TASK DETAILS: Could you change each "wildlife count" in the material below to "traffic survey" and give the lines back otherwise unchanged, leaving the pictures out?

TASK MATERIAL:
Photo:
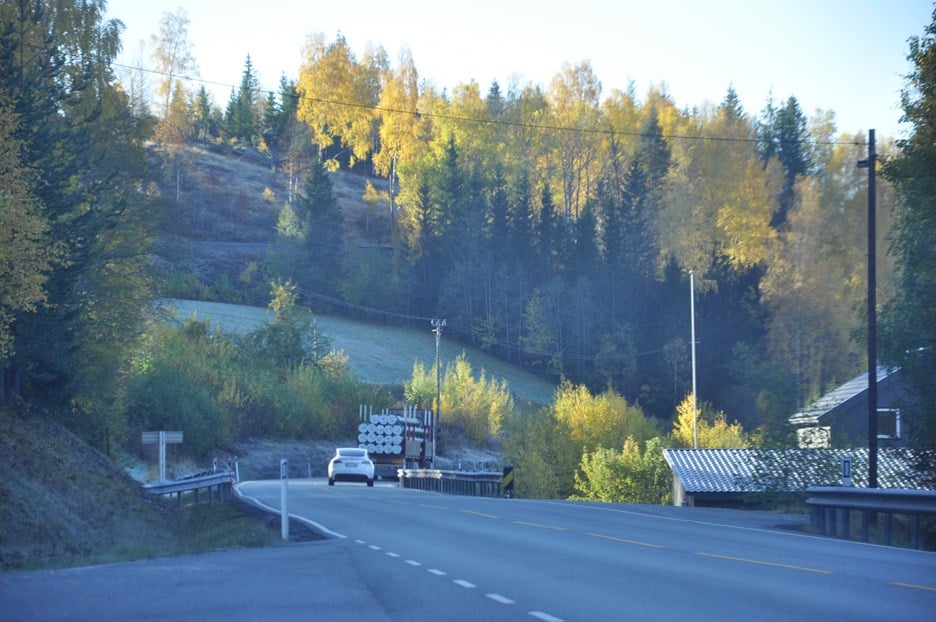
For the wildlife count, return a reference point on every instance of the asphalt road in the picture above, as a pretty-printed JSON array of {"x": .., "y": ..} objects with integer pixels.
[{"x": 404, "y": 555}]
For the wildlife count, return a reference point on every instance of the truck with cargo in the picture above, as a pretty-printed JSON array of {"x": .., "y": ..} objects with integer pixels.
[{"x": 397, "y": 438}]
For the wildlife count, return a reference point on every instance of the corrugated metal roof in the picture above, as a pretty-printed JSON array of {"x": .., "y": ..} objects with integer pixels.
[
  {"x": 758, "y": 470},
  {"x": 838, "y": 396}
]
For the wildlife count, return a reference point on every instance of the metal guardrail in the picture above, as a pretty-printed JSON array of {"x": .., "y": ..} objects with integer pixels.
[
  {"x": 832, "y": 507},
  {"x": 223, "y": 481},
  {"x": 469, "y": 483}
]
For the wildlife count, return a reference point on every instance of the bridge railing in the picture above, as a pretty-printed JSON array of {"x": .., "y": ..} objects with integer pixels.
[
  {"x": 831, "y": 509},
  {"x": 469, "y": 483}
]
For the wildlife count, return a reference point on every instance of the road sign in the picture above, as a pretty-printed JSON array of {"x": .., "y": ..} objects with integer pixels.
[{"x": 163, "y": 438}]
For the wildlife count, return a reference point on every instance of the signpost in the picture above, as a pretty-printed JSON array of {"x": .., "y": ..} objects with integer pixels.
[{"x": 162, "y": 437}]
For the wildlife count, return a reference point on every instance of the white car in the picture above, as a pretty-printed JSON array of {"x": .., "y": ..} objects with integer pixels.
[{"x": 351, "y": 464}]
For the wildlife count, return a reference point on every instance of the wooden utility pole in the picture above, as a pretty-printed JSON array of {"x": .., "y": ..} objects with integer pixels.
[{"x": 872, "y": 313}]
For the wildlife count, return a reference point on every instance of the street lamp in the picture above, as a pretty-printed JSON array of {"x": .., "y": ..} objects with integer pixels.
[
  {"x": 437, "y": 326},
  {"x": 695, "y": 412}
]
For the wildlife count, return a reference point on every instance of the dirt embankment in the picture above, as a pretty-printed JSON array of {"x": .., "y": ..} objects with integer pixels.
[{"x": 62, "y": 500}]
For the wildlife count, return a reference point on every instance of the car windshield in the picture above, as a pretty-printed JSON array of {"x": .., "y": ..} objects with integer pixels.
[{"x": 351, "y": 453}]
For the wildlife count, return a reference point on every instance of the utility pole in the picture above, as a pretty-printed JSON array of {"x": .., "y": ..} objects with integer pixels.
[
  {"x": 437, "y": 326},
  {"x": 695, "y": 411},
  {"x": 870, "y": 164}
]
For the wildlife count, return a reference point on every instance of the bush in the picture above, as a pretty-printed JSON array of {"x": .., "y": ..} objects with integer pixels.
[{"x": 626, "y": 476}]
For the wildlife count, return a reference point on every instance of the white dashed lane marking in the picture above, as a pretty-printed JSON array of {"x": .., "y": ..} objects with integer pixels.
[{"x": 498, "y": 598}]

EXERCISE ANSWER:
Photo:
For the traffic survey, return a reference point on every instance of the asphalt road in the picture above, as a pretty-printed JSON array of {"x": .., "y": ..} objects with integer pixels.
[{"x": 404, "y": 555}]
For the traffic survey, return a reference point on every instance of the truck with cargo in the picture above, as a pretty-printed JSON array of {"x": .., "y": ..} objects with integer pixels.
[{"x": 397, "y": 438}]
For the traffic survey, return a reference point on every instance of the corrugated metal roof in the picture above, as a pretty-printed JSON array of {"x": .., "y": ..} objects with integer pixels.
[
  {"x": 758, "y": 470},
  {"x": 838, "y": 396}
]
For the traffic survey, return a reference point on every instance of the metal guardrail in the picture above, as a pretty-printed JSON array of {"x": .., "y": ..} objects with integer pixels.
[
  {"x": 832, "y": 507},
  {"x": 223, "y": 481},
  {"x": 469, "y": 483}
]
For the traffic survey, return a reference point on every instance of the bridge railing in the picture above, as a pretty-printed JSON array of {"x": .., "y": ..} objects with integer pixels.
[
  {"x": 831, "y": 509},
  {"x": 469, "y": 483}
]
For the traffic survey, return a reference point on every instance of the road sign in the picture above, as a pretty-printed JSON array of {"x": .., "y": ..} objects with integer pixels.
[{"x": 163, "y": 438}]
For the traffic survey, return a reference point on every instance of the signpost in the picture above, as a pretty-printed JSON array of {"x": .., "y": ..} objects with integer pixels.
[{"x": 162, "y": 437}]
For the traffic survey, return a reference point on every instance of the white car in the picture above, as a pretty-printed JSON array of {"x": .., "y": ..} objects with integer pixels.
[{"x": 351, "y": 464}]
For the traffic survey, return a reference point on every instance of the wooden utility pole in the picture above, as a pretty-printed JSON array of {"x": .., "y": ..} objects with integer pixels.
[{"x": 872, "y": 313}]
For the traffic survey, return a reference point on every instance of the street lamp in the picture above, as a pretty-printed JSON array of {"x": .., "y": ..} objects with integer pixels.
[
  {"x": 437, "y": 326},
  {"x": 695, "y": 412}
]
For the traffic survey, return a reference point on every instance of the dirt embankment in the picture above, as a pretty-printed JSON array of {"x": .., "y": ..} objects with integer pixels.
[{"x": 62, "y": 500}]
For the traffic survey, return a reference point on every instance of the car windshield in the picture above, as a pretty-printed JSON array of {"x": .., "y": ..} objects with integer pixels.
[{"x": 351, "y": 453}]
For the traffic survey, return a reference point on every instance of the utility pole in the picture above, as a pretty-printed JSON array of {"x": .., "y": ..} objects with integer pixels.
[
  {"x": 437, "y": 326},
  {"x": 695, "y": 411},
  {"x": 870, "y": 164}
]
For the traffic survey, return a reference point on every instance of the bush in the picture above, as a pretty-printed JSON array of {"x": .., "y": ..} objects with integer pixels.
[{"x": 626, "y": 476}]
For the traffic survey, return a reference point on every instance of the white dashed lane marking in the picture above, as a pretty-printed JSON array of {"x": .., "y": ..} objects with integer pixels.
[{"x": 498, "y": 598}]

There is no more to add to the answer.